● **TASK OBJECTIVE**
Transcribe, without any change, the part of the listing below that opens with the line containing "Target: truck roof" and closes with the line containing "[(600, 130), (273, 105)]", including both of those lines.

● **INFORMATION GIVEN**
+++++

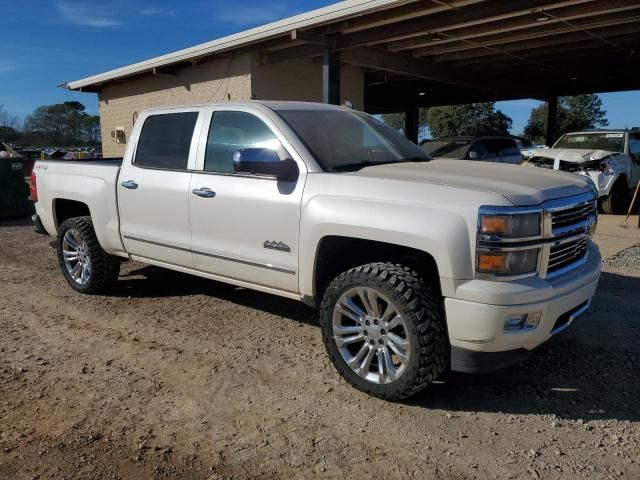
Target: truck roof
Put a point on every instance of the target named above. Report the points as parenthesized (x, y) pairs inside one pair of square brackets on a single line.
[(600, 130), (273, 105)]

+++++

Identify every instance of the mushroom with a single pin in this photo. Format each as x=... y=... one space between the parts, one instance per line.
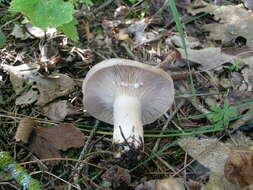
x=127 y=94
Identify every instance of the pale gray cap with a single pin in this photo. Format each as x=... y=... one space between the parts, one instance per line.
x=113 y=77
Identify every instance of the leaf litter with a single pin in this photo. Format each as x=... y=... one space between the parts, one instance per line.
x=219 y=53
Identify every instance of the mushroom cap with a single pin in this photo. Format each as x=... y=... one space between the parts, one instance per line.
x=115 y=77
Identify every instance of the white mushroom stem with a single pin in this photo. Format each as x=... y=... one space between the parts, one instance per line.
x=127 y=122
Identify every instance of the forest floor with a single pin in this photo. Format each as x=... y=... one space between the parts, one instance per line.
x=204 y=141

+++++

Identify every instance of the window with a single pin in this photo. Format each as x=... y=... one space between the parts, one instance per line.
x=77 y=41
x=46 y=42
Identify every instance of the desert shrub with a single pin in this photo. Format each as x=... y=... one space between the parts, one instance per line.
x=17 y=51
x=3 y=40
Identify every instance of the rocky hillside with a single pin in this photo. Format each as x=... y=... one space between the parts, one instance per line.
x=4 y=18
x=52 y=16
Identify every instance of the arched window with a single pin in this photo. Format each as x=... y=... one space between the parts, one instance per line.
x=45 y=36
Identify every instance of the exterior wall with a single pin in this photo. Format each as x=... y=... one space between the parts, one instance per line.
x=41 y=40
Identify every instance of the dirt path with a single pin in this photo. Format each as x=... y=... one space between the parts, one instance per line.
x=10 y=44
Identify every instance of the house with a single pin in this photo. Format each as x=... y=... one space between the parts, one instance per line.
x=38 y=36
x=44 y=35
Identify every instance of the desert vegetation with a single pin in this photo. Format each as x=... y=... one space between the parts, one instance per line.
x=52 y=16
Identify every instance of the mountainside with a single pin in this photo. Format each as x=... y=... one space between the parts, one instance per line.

+++++

● **FINAL RESULT**
Target: truck roof
Put a point on every instance of the target named above. Report the points as parenthesized (x, y) pairs inside one pair of square brackets on a single line.
[(600, 130), (273, 105)]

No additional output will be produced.